» **Fragmento del relato**:
Llegó
a Ambanja a primera hora de la tarde, después de la incómoda noche en el bus.
Buen momento para buscar hotel donde pasar la noche, pero… ¿qué hotel? No
sabía, y pidió de nuevo ayuda a un rickshaw
que, por cierto, consiguió con verdadera dificultad. No había muchos por los
alrededores pues el minibús les había dejado fuera de la terminal de buses, en
una calle apartada donde debía descargar gran parte del material que llevaba en
el techo: en la baca, siempre cargada hasta los topes. Debió de encontrar el richshaw menos espabilado de la ciudad,
pues después de las indicaciones sobre las características mínimas del sitio, le
llevó a un hotel destartalado, rayando los bajos fondos. El segundo tampoco
tenía las condiciones mínimas de habitabilidad, y no sería hasta el tercer
intento cuando vio algo aceptable, aunque realmente apartado del ambiente
céntrico de la ciudad. Pensó que este meollo no existía, pero luego de tomar
posesión de la habitación y darse una refrescante ducha, descubrió que sí había
un centro muy movido y ambientado de gente, muy cerca de la terminal de
transportes, donde, en territorio africano, suele haber siempre atmósfera de
mercadeo y movimiento.

» **Enunciado a**:
¿Qué líneas del listado contienen la cadena «green»? Selecciónalas y cópialas todas, distinguiendo entre mayúsculas y minúsculas.
El relato y el listado son materiales independientes entre sí.

» **Datos extraídos**:
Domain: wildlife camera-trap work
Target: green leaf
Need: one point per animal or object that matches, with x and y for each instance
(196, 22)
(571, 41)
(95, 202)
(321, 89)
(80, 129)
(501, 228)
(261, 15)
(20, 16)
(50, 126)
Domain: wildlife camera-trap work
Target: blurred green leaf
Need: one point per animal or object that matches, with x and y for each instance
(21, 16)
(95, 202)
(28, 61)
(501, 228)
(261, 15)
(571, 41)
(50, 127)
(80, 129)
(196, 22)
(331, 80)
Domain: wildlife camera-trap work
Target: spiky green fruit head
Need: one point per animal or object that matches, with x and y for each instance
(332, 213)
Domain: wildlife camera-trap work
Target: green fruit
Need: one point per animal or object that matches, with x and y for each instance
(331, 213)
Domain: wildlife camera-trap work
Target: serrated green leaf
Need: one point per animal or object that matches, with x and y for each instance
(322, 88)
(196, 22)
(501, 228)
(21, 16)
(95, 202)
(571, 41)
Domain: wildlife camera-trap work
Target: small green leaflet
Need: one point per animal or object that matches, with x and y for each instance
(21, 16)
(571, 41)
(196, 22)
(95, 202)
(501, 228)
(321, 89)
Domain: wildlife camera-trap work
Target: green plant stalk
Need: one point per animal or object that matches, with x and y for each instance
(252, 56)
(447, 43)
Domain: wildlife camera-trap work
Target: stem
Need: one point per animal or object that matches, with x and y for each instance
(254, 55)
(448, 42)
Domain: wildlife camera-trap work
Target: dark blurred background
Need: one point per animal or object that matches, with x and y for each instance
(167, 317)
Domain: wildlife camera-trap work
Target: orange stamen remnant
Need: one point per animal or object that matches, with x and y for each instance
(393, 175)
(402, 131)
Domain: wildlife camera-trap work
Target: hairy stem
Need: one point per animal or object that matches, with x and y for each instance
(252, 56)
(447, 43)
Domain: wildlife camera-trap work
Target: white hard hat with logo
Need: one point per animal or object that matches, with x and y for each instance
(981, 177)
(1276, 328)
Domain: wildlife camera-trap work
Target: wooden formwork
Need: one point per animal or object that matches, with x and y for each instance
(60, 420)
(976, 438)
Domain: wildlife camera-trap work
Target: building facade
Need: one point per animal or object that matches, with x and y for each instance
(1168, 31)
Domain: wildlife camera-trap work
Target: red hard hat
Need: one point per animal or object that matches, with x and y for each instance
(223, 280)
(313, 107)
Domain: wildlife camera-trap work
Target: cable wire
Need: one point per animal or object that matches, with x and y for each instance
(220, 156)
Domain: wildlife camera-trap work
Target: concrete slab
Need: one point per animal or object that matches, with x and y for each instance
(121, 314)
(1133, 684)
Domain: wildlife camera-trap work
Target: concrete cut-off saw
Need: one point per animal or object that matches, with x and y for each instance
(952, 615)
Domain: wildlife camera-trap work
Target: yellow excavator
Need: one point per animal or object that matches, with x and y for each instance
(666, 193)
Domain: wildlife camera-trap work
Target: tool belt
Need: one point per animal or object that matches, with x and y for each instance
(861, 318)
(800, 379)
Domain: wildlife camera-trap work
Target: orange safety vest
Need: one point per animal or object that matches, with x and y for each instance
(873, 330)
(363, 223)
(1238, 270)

» **Enunciado b**:
Resume en forma de lista el párrafo del relato que empieza por «Llegó a Ambanja», conservando sus hechos principales.

» **Solución propuesta a**:
Target: green leaf
Target: blurred green leaf
Target: spiky green fruit head
Target: green fruit
Target: serrated green leaf
Target: small green leaflet
Target: green plant stalk

» **Solución propuesta b**:
- Llegada a Ambanja a primera hora de la tarde, tras una noche incómoda en el bus.
- Sin saber qué hotel elegir, se pide ayuda a un rickshaw, difícil de conseguir porque el minibús los dejó fuera de la terminal, en una calle apartada donde descargaba la carga de la baca.
- Primer hotel: destartalado, rayando los bajos fondos.
- Segundo hotel: sin condiciones mínimas de habitabilidad.
- Tercer hotel: aceptable, pero apartado del centro.
- Tras instalarse y ducharse, se descubre un centro muy animado cerca de la terminal de transportes, con ambiente de mercadeo y movimiento.